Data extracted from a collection
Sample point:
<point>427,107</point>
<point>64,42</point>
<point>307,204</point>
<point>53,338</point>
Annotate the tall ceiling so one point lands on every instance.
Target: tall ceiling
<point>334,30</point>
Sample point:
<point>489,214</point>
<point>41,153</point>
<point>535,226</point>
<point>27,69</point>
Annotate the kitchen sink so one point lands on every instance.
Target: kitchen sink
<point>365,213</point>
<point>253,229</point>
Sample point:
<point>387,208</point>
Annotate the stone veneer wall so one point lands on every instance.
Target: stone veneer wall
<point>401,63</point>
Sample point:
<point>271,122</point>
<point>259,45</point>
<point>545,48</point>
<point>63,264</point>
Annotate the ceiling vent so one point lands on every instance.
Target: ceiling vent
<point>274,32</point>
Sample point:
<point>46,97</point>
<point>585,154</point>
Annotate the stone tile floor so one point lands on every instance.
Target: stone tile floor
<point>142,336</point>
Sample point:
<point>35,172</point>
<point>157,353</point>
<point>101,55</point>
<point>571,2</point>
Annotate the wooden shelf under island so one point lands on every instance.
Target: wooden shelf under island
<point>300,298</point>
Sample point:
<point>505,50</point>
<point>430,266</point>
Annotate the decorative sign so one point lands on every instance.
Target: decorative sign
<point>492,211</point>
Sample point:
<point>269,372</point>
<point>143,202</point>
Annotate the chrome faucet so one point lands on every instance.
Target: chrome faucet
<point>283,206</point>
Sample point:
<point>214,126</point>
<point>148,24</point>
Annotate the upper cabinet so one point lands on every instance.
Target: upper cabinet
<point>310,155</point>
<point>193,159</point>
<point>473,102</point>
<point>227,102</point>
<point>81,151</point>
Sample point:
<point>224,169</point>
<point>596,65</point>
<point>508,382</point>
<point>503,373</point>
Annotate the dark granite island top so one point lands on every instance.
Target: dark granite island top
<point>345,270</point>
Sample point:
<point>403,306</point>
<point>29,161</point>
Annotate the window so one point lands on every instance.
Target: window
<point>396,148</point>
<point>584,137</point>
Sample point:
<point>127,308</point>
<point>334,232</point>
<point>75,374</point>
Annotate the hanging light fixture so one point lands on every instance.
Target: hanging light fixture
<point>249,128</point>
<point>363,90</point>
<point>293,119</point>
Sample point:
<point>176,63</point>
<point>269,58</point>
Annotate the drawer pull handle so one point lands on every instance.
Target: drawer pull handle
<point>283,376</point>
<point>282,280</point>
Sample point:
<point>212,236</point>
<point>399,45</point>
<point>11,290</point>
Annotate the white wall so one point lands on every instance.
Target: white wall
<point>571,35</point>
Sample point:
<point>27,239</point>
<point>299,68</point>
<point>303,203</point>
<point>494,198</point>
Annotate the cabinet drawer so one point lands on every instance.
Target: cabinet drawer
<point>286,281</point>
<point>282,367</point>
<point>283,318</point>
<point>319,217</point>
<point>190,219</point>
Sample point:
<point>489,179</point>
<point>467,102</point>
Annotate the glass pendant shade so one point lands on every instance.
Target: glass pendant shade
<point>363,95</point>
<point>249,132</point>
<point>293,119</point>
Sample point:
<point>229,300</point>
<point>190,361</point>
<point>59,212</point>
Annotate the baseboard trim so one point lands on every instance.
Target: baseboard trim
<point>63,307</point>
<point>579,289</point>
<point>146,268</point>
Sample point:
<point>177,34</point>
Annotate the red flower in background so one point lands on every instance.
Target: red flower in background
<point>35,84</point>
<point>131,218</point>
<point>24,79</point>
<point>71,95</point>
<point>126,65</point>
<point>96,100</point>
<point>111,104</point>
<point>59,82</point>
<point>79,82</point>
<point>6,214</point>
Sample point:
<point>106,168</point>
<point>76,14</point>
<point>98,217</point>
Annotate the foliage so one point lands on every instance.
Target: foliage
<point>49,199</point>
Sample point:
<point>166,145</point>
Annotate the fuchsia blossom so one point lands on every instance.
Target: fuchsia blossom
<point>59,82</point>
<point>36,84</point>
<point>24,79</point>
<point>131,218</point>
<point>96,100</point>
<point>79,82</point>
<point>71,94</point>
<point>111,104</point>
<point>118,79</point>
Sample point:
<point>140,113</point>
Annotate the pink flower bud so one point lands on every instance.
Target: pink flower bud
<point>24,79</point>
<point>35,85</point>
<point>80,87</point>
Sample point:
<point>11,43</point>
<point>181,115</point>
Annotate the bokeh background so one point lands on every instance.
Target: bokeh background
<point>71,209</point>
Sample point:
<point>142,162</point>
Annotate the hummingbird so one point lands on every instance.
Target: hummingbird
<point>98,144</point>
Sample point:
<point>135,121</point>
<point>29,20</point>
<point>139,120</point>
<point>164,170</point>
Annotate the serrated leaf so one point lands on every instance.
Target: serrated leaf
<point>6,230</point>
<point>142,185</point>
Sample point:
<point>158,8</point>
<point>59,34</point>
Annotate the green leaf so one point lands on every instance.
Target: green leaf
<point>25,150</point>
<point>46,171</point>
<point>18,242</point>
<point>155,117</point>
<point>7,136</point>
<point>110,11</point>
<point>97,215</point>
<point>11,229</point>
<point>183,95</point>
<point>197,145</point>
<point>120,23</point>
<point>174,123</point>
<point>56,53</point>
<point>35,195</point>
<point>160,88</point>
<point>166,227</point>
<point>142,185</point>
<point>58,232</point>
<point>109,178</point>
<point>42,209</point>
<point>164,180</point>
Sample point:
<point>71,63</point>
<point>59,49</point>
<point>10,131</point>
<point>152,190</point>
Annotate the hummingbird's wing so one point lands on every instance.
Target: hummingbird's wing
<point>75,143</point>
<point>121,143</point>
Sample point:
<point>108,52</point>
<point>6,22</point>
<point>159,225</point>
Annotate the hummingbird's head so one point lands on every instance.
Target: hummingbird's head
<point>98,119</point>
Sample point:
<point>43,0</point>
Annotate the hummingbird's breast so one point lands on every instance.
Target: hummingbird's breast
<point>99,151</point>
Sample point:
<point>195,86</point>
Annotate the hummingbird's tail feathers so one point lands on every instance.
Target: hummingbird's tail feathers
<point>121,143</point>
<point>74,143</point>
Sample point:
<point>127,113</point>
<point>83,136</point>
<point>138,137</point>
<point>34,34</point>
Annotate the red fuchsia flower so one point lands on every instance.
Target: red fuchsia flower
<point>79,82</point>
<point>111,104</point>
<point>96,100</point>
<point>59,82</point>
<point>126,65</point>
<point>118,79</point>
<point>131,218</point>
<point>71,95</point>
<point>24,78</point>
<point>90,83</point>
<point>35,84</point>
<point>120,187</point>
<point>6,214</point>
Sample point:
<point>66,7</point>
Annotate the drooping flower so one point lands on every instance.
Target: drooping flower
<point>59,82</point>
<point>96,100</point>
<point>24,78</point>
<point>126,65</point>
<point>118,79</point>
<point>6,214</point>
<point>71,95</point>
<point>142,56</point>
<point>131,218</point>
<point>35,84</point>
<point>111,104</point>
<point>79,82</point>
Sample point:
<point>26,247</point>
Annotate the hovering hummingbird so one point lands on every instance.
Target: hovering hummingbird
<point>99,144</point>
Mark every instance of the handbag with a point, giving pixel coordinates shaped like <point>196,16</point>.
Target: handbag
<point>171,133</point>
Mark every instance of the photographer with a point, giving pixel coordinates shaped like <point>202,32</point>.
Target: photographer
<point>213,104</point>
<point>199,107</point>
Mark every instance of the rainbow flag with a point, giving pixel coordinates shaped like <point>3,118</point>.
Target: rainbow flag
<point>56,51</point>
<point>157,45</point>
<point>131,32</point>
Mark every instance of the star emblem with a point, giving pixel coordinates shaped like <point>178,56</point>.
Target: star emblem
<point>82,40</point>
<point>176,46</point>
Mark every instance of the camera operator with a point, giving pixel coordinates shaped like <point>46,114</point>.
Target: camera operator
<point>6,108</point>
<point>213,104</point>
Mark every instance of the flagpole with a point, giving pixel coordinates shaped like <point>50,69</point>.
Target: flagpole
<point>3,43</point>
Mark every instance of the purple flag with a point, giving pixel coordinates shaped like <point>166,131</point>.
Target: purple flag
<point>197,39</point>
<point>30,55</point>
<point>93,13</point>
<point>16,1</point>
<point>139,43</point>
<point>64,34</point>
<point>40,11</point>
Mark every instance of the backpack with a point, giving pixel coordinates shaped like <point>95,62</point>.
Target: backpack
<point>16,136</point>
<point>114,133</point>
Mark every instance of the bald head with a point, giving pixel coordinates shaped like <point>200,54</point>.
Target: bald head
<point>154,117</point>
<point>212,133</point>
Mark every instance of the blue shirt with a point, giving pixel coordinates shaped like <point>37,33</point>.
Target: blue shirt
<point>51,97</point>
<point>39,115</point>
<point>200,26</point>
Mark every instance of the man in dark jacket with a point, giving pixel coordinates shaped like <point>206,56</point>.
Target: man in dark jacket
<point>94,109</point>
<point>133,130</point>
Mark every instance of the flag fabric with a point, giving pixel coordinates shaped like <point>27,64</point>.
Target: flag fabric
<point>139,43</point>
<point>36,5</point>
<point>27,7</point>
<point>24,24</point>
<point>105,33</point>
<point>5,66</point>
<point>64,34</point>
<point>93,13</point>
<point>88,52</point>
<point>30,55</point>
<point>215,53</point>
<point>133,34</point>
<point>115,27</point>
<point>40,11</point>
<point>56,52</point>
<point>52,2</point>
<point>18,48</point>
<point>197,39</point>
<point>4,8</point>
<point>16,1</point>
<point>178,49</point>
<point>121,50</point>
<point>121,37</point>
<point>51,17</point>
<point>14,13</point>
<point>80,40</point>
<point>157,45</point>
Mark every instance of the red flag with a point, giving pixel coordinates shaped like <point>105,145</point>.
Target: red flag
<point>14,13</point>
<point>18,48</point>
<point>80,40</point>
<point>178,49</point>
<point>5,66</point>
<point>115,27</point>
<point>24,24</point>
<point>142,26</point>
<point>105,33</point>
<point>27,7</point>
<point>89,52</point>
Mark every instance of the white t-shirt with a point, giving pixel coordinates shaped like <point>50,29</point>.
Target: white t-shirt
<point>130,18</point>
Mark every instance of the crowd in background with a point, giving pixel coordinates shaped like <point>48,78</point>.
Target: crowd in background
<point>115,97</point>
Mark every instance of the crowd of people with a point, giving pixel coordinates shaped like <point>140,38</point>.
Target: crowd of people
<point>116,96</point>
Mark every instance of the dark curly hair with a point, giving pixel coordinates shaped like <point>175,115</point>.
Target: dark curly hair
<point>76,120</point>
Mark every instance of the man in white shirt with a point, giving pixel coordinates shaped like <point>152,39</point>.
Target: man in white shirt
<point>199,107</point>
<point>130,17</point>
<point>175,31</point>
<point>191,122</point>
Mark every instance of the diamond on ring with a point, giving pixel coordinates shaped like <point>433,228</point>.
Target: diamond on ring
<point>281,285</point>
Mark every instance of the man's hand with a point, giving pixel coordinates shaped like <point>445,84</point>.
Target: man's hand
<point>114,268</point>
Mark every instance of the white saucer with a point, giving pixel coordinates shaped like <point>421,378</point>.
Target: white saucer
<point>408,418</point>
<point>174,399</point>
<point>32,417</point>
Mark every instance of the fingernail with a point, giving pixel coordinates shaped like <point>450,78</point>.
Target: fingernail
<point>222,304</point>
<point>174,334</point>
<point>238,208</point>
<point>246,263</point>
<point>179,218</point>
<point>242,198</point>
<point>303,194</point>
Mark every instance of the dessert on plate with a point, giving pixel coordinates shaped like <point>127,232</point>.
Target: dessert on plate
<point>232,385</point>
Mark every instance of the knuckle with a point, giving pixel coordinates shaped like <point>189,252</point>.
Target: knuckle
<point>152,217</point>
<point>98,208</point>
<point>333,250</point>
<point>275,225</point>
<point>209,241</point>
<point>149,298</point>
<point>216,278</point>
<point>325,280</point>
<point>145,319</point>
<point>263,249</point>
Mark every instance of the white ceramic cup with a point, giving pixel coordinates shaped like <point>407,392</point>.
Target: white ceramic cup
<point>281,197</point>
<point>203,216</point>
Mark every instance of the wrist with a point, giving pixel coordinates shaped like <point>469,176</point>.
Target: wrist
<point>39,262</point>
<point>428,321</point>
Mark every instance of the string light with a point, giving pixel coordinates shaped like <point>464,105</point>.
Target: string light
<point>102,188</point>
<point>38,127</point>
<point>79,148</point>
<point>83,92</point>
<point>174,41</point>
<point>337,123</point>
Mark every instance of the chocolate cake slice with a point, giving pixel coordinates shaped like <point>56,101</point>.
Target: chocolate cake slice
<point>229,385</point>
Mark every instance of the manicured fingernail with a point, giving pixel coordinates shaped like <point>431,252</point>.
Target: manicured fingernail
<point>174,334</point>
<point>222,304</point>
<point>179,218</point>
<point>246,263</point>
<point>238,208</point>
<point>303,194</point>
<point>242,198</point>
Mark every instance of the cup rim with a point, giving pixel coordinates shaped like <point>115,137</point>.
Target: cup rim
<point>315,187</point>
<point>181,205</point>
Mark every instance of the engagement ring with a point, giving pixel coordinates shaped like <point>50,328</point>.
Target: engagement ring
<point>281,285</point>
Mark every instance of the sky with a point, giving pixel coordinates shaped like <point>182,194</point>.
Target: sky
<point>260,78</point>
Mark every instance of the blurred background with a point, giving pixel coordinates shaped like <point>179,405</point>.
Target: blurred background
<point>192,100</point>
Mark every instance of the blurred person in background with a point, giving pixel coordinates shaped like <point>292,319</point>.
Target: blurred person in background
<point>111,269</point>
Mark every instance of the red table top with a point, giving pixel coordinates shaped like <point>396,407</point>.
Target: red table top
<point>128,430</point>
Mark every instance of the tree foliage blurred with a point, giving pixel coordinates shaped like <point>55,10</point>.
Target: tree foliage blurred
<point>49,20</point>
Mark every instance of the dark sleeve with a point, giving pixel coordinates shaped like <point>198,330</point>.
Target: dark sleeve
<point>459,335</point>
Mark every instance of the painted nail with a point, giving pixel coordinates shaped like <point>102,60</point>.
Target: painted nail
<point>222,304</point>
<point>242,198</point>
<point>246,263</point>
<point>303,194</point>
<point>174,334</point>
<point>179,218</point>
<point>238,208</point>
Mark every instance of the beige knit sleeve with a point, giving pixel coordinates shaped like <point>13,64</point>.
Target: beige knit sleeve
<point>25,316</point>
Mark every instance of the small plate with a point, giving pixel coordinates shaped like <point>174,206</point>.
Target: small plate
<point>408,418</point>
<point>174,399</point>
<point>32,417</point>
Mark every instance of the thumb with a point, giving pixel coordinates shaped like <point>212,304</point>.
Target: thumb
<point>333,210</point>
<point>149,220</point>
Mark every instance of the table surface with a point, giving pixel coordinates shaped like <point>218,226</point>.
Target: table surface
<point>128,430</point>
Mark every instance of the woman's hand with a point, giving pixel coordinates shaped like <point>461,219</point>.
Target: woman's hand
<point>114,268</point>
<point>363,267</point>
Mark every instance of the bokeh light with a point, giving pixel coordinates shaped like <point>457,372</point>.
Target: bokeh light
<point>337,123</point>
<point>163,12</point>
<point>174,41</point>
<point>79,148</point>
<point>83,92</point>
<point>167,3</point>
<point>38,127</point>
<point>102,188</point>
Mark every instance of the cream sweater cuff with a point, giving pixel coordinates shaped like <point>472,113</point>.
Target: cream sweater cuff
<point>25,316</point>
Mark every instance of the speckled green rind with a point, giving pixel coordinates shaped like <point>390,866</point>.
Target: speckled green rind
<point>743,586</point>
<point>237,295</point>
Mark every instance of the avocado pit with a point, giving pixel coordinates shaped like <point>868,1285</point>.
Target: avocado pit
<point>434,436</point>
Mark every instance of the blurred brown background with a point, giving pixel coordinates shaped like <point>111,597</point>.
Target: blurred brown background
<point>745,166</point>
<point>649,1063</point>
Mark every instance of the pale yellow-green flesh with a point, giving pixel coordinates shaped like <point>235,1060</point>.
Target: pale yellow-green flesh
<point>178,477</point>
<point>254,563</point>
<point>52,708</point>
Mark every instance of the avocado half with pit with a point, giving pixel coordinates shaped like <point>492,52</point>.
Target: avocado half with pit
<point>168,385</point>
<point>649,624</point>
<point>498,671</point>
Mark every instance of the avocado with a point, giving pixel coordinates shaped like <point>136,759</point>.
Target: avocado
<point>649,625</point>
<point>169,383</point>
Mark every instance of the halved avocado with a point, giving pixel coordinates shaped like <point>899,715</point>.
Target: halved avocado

(Written exercise) Repeat exactly, and only, the lines of the records above, starting with the line that contains "Mark every instance of the avocado half" and ending with the final line, both included.

(Answer to this problem)
Mark every instance of the avocado half with pit with a point, giving pixel coordinates shaped like <point>492,52</point>.
Target: avocado half with pit
<point>168,385</point>
<point>649,624</point>
<point>498,671</point>
Mark every instance of the avocado with a point, giving pixel coordinates shaped like <point>136,759</point>.
Target: avocado
<point>649,625</point>
<point>169,383</point>
Mark every instance of the halved avocado with a point, giving pixel coordinates shaped like <point>899,715</point>.
Target: halved avocado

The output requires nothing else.